DOCUMENT EXCERPT →
G. E. Smith at the Guitar Emporium

The Guitar Emporium was chock-full of guitar players, but they weren't there to look at guitars.

Well, maybe a little bit, if they happened to be sitting close to one of the many instruments hanging on the wall. Maybe a quick peek.

No, they were gathered in this commercial shrine to Fender and Martin and Gretsch and Gibson to pay homage to a guitar player's guitar player, G. E. Smith, who did not hesitate to reach for the instruments on the walls. But that gets ahead of the story.

The Guitar Emporium's Jimmy Brown's many years of being guitar dealer to the stars pays off in odd ways. Smith's appearance could be attributed to those connections, plus a desire on the part of Smith to promote significant other Taylor Barton's Thoroughbred CD, her first.

Anyway, the big bus was parked directly in front of the Emporium, with all the bones of the operation pretty much there for all to see. There was a fair bit of low-key status checking by players in the hope that some backroom access might happen.

Dataset items:
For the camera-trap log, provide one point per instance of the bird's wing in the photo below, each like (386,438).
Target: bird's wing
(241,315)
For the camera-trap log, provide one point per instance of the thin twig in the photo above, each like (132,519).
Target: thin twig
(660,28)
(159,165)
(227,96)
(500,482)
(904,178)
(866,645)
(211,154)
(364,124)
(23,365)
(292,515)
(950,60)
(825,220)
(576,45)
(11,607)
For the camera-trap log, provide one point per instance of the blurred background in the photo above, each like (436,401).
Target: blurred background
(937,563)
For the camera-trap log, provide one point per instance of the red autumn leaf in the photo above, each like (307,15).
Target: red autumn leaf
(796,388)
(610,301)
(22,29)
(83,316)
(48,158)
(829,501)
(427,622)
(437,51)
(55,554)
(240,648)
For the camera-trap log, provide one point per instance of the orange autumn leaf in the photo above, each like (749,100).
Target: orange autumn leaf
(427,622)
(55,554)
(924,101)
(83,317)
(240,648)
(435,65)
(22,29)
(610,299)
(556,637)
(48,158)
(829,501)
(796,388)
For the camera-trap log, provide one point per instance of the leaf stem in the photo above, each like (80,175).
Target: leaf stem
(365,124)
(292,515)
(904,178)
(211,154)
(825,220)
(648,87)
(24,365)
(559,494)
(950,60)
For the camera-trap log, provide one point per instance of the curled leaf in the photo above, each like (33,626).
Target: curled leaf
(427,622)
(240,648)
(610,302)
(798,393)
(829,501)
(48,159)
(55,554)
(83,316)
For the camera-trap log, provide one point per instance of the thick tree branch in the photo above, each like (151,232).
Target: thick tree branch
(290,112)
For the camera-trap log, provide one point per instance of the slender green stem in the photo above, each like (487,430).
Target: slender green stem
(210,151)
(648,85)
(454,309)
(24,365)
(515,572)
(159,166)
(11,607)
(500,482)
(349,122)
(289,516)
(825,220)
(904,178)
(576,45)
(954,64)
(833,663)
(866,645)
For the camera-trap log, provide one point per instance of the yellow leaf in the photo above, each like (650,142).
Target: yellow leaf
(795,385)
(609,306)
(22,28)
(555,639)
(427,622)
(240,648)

SHORT TASK 1 → Return a verbatim passage from the Guitar Emporium article, beginning at the words "G. E. Smith at" and ending after the words "of the story.".
SHORT TASK 2 → Which guitar brands does the Guitar Emporium article mention by name? List all of them.
SHORT TASK 3 → Extend the Guitar Emporium article by writing what comes after its final sentence.

RIGHT ANSWER 1 →
G. E. Smith at the Guitar Emporium

The Guitar Emporium was chock-full of guitar players, but they weren't there to look at guitars.

Well, maybe a little bit, if they happened to be sitting close to one of the many instruments hanging on the wall. Maybe a quick peek.

No, they were gathered in this commercial shrine to Fender and Martin and Gretsch and Gibson to pay homage to a guitar player's guitar player, G. E. Smith, who did not hesitate to reach for the instruments on the walls. But that gets ahead of the story.

RIGHT ANSWER 2 → Fender, Martin, Gretsch, Gibson

RIGHT ANSWER 3 →
Smith's band first backed Barton, as she ran through a set of folky tunes reminiscent of mid-career Judy Collins without Collins' vocal abilities. Credit Smith with the sense to stay down low on the neck and not let his playing overrun Barton's singing.

The audience was polite, but they were there to see Smith, who did not disappoint. After a short break, the crew reassembled and took flight. Smith moved up the neck of the guitar and proceeded to demonstrate why he was the music jefe for Saturday Night Live for all those years.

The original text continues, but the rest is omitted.